◆ TASK REQUIREMENTS ◆
Render the material below as a JSON list of strings, with one string for each line and blank lines omitted. Leave the pictures out of your answer.

◆ Entries on locating named things ◆

┄┄┄┄┄┄

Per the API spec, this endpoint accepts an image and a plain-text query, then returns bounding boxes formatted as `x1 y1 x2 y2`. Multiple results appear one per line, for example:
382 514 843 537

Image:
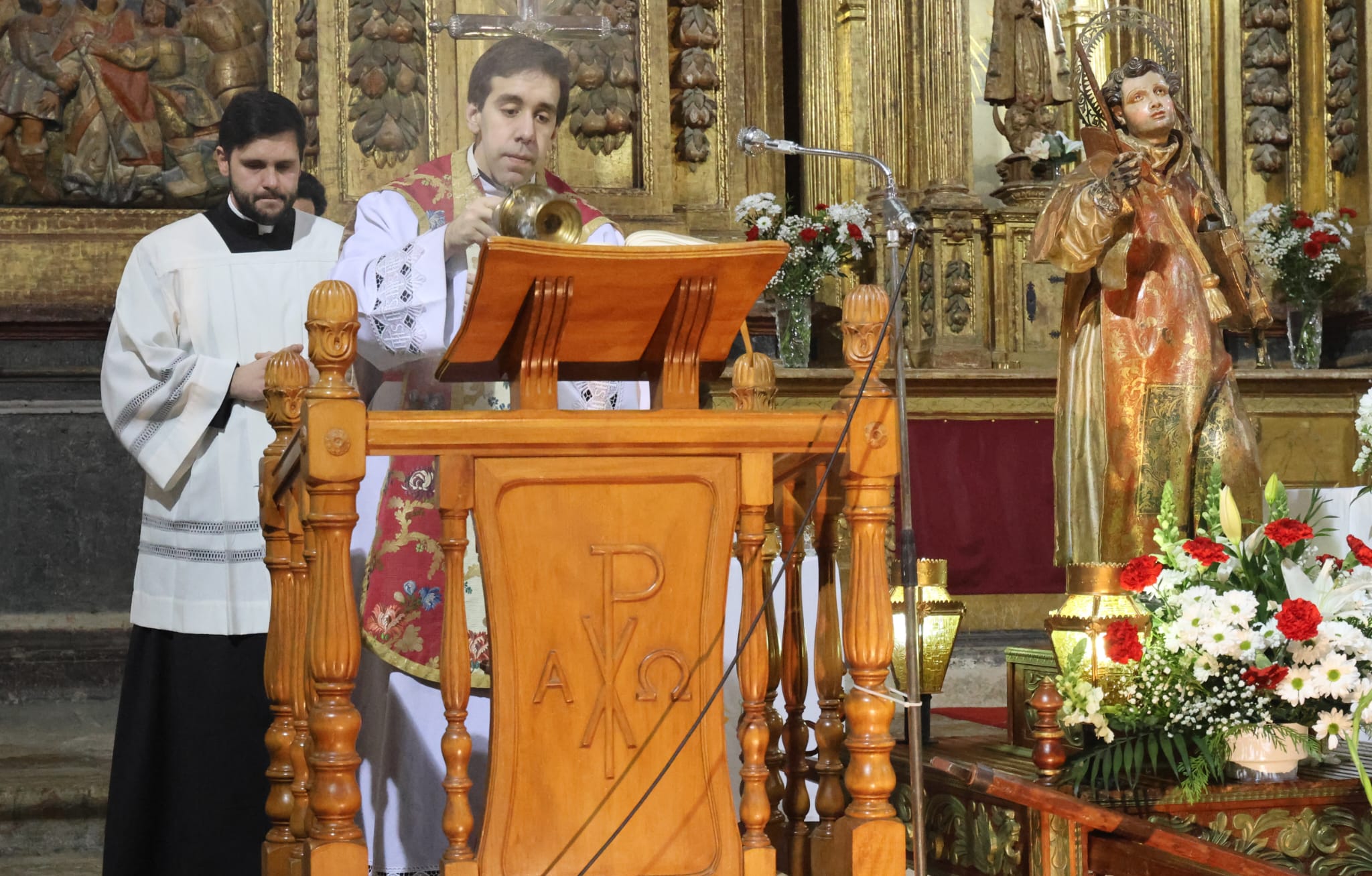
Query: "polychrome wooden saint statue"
1033 58 1259 564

┄┄┄┄┄┄

◆ EXERCISE OUTPUT ◆
[
  "Per the API spec, this endpoint accepts an image and a plain-text query, then returns bounding boxes formatted as `x1 y1 x2 y2`. Multiple results appear one per line, for example:",
  "382 514 843 537",
  "Image:",
  "Query: \"polychrome wooden saint statue\"",
  "1033 58 1259 564"
]